-------- TASK DATA

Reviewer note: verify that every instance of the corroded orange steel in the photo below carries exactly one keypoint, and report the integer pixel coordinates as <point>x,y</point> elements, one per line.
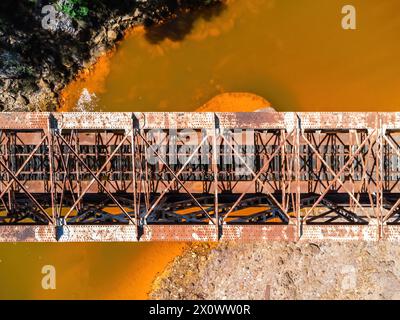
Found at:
<point>290,176</point>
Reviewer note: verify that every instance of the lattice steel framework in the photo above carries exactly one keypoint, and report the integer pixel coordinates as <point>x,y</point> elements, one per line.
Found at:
<point>212,176</point>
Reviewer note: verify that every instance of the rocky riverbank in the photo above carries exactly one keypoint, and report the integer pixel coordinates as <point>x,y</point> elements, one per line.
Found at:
<point>43,44</point>
<point>279,270</point>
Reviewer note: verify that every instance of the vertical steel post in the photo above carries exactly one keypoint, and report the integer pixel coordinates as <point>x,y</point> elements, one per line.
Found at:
<point>216,132</point>
<point>297,175</point>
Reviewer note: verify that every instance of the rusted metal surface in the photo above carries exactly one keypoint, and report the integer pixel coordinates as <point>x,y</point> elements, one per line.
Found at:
<point>250,176</point>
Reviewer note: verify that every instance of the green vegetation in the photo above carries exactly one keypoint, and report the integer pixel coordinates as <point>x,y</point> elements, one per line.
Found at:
<point>77,9</point>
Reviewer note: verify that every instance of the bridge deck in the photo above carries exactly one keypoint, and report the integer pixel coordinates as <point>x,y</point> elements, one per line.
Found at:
<point>199,176</point>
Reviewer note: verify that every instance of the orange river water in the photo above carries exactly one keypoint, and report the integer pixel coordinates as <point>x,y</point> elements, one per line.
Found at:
<point>292,52</point>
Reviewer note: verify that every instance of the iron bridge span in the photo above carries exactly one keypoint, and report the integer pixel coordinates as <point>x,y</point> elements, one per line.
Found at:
<point>199,176</point>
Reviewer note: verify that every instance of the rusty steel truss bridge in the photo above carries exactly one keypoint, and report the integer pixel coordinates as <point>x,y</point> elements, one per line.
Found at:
<point>199,176</point>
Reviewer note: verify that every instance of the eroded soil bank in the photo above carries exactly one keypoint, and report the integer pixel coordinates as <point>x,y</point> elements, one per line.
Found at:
<point>279,270</point>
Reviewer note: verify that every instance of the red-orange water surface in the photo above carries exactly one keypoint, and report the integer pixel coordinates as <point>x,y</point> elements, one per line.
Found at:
<point>293,53</point>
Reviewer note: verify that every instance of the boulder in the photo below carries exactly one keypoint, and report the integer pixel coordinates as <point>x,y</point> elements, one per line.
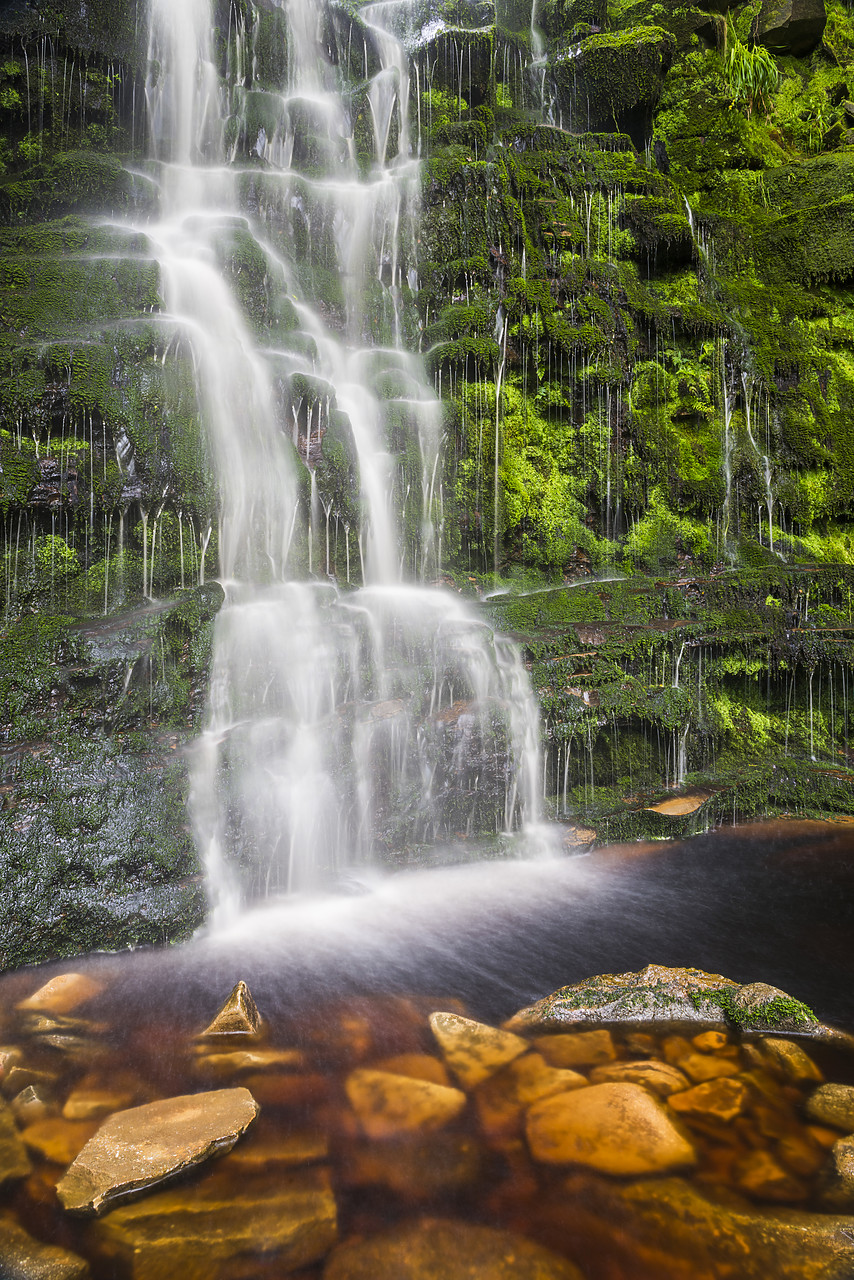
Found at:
<point>200,1230</point>
<point>471,1050</point>
<point>677,1232</point>
<point>660,1078</point>
<point>836,1183</point>
<point>791,26</point>
<point>389,1105</point>
<point>138,1148</point>
<point>832,1104</point>
<point>444,1249</point>
<point>715,1100</point>
<point>14,1161</point>
<point>24,1258</point>
<point>615,1128</point>
<point>579,1048</point>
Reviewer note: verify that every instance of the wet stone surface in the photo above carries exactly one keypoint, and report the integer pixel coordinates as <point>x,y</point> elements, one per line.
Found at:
<point>392,1137</point>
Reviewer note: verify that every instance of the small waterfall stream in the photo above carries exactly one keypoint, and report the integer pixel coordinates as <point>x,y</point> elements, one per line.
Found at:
<point>341,722</point>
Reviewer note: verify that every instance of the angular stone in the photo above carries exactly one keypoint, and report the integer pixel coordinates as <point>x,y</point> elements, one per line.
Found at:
<point>473,1050</point>
<point>716,1100</point>
<point>615,1128</point>
<point>660,1078</point>
<point>791,26</point>
<point>832,1104</point>
<point>580,1048</point>
<point>200,1232</point>
<point>26,1258</point>
<point>444,1249</point>
<point>32,1105</point>
<point>95,1104</point>
<point>836,1183</point>
<point>788,1059</point>
<point>388,1105</point>
<point>654,993</point>
<point>14,1161</point>
<point>238,1015</point>
<point>761,1175</point>
<point>138,1148</point>
<point>63,993</point>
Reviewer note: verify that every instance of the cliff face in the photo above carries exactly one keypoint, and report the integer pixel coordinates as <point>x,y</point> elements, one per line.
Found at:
<point>634,292</point>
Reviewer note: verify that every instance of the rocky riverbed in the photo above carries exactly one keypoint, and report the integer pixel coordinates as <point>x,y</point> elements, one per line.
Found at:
<point>634,1125</point>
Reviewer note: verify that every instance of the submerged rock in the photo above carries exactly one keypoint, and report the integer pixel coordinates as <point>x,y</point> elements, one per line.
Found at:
<point>136,1150</point>
<point>474,1051</point>
<point>24,1258</point>
<point>388,1105</point>
<point>192,1232</point>
<point>444,1249</point>
<point>238,1015</point>
<point>14,1161</point>
<point>613,1128</point>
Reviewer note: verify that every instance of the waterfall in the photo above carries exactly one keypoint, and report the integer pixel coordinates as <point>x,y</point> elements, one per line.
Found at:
<point>342,723</point>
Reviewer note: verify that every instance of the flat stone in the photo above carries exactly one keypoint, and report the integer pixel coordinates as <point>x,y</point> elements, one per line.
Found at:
<point>388,1105</point>
<point>832,1104</point>
<point>579,1048</point>
<point>788,1059</point>
<point>26,1258</point>
<point>758,1174</point>
<point>677,1232</point>
<point>715,1100</point>
<point>836,1183</point>
<point>63,993</point>
<point>660,1078</point>
<point>14,1161</point>
<point>615,1128</point>
<point>238,1015</point>
<point>654,993</point>
<point>138,1148</point>
<point>474,1051</point>
<point>56,1139</point>
<point>707,1066</point>
<point>95,1104</point>
<point>446,1249</point>
<point>196,1232</point>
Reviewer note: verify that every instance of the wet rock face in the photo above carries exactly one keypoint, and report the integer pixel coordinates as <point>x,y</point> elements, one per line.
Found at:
<point>791,26</point>
<point>453,1251</point>
<point>136,1150</point>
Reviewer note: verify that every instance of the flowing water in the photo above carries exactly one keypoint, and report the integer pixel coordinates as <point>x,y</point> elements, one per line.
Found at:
<point>341,721</point>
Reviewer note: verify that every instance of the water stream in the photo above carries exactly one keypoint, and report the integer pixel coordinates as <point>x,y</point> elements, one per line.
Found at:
<point>341,722</point>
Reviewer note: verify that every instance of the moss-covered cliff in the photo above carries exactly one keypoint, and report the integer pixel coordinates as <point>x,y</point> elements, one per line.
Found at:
<point>633,283</point>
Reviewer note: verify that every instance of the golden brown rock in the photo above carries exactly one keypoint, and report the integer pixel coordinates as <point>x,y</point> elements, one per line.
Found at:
<point>473,1050</point>
<point>388,1105</point>
<point>446,1249</point>
<point>62,995</point>
<point>615,1128</point>
<point>657,1077</point>
<point>581,1048</point>
<point>238,1016</point>
<point>138,1148</point>
<point>715,1100</point>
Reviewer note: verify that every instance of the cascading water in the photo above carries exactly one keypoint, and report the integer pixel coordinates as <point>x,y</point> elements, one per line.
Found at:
<point>339,721</point>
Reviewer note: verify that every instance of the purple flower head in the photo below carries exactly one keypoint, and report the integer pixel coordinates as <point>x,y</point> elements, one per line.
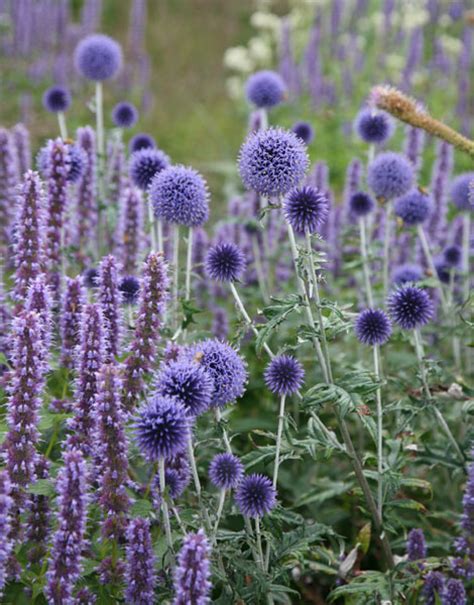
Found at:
<point>272,161</point>
<point>255,496</point>
<point>390,175</point>
<point>304,131</point>
<point>180,195</point>
<point>373,327</point>
<point>145,164</point>
<point>124,115</point>
<point>460,192</point>
<point>224,365</point>
<point>141,141</point>
<point>192,575</point>
<point>225,471</point>
<point>306,209</point>
<point>162,428</point>
<point>265,89</point>
<point>57,99</point>
<point>361,204</point>
<point>284,375</point>
<point>374,126</point>
<point>188,383</point>
<point>225,262</point>
<point>98,57</point>
<point>410,307</point>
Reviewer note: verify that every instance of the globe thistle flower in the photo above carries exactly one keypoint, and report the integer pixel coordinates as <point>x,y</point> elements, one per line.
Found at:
<point>265,89</point>
<point>284,375</point>
<point>414,207</point>
<point>124,115</point>
<point>272,161</point>
<point>306,209</point>
<point>390,175</point>
<point>188,383</point>
<point>361,204</point>
<point>64,571</point>
<point>145,164</point>
<point>225,262</point>
<point>141,141</point>
<point>140,575</point>
<point>374,126</point>
<point>460,192</point>
<point>225,471</point>
<point>192,575</point>
<point>304,131</point>
<point>57,99</point>
<point>180,195</point>
<point>98,57</point>
<point>410,307</point>
<point>162,428</point>
<point>255,496</point>
<point>224,365</point>
<point>373,327</point>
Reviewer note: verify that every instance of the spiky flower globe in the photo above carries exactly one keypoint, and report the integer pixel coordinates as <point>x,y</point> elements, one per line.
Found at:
<point>189,383</point>
<point>162,428</point>
<point>57,99</point>
<point>410,307</point>
<point>124,115</point>
<point>373,327</point>
<point>145,164</point>
<point>255,496</point>
<point>98,57</point>
<point>390,175</point>
<point>414,207</point>
<point>225,471</point>
<point>284,375</point>
<point>180,195</point>
<point>225,262</point>
<point>306,209</point>
<point>265,89</point>
<point>374,126</point>
<point>361,204</point>
<point>272,161</point>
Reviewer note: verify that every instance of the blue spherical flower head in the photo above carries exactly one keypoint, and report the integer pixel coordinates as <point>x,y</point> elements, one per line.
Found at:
<point>141,141</point>
<point>304,131</point>
<point>56,99</point>
<point>162,428</point>
<point>374,126</point>
<point>390,175</point>
<point>225,262</point>
<point>284,375</point>
<point>180,195</point>
<point>255,496</point>
<point>361,204</point>
<point>225,471</point>
<point>462,198</point>
<point>265,89</point>
<point>225,367</point>
<point>306,209</point>
<point>272,161</point>
<point>410,307</point>
<point>414,207</point>
<point>189,383</point>
<point>98,57</point>
<point>373,327</point>
<point>124,115</point>
<point>145,164</point>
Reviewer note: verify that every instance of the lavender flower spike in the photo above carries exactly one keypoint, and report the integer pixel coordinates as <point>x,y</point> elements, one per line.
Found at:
<point>191,581</point>
<point>68,540</point>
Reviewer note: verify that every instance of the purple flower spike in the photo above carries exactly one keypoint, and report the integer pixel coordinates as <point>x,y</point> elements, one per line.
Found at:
<point>192,576</point>
<point>68,540</point>
<point>140,567</point>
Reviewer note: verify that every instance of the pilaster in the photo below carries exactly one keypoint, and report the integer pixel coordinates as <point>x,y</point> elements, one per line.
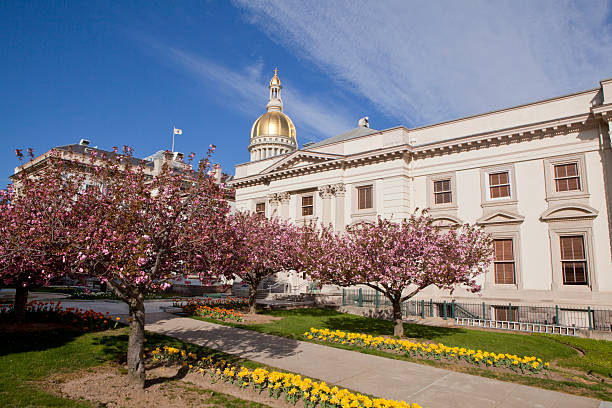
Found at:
<point>339,191</point>
<point>326,192</point>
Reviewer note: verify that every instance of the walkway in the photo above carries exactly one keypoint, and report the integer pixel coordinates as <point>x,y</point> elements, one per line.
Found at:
<point>428,386</point>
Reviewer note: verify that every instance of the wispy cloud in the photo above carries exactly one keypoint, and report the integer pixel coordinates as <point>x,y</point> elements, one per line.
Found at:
<point>423,62</point>
<point>246,89</point>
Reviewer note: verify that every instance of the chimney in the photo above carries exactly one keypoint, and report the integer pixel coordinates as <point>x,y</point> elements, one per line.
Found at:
<point>364,122</point>
<point>218,173</point>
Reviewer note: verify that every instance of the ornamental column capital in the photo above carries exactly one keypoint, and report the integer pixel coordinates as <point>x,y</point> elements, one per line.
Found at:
<point>284,196</point>
<point>339,189</point>
<point>273,198</point>
<point>325,191</point>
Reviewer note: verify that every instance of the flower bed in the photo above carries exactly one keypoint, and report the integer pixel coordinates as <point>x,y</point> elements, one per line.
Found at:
<point>218,313</point>
<point>291,386</point>
<point>53,312</point>
<point>438,351</point>
<point>190,305</point>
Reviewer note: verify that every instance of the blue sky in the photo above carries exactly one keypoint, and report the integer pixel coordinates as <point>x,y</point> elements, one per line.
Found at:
<point>120,73</point>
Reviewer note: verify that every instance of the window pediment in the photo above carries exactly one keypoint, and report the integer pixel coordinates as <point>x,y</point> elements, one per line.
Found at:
<point>500,217</point>
<point>569,212</point>
<point>446,221</point>
<point>300,159</point>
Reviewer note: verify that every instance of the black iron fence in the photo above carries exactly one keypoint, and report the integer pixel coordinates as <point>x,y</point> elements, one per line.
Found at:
<point>579,316</point>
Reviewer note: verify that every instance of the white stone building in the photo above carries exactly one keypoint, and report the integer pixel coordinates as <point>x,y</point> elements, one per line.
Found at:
<point>536,176</point>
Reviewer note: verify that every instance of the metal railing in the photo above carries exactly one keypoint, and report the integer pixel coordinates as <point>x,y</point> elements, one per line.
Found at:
<point>577,316</point>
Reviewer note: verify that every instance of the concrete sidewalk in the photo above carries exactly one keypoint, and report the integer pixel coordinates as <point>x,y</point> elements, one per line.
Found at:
<point>430,387</point>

----------------

### DIRECTIONS
Write out, exactly as shown, only the lines running from the one that contains "Reviewer note: verify that every instance of the white" to the last line above.

### RESPONSE TO THIS EXERCISE
Reviewer note: verify that every instance of the white stone building in the photo above carries exactly one keypoint, and report the integer pixel coordinates as <point>x,y</point> elements, one per line.
Found at:
<point>536,176</point>
Reviewer note: verify that every instance of the metal railing in the photo above carries exactly one keypoint, and report the integer pixel coordinates as <point>x,y</point> elements, one per line.
Found at:
<point>577,316</point>
Reviewer note: verify that every instance of the concrete sidewalk in the photo above carries exactly one keypoint, and report the integer pixel coordinates as <point>x,y</point> elements, one per line.
Found at:
<point>430,387</point>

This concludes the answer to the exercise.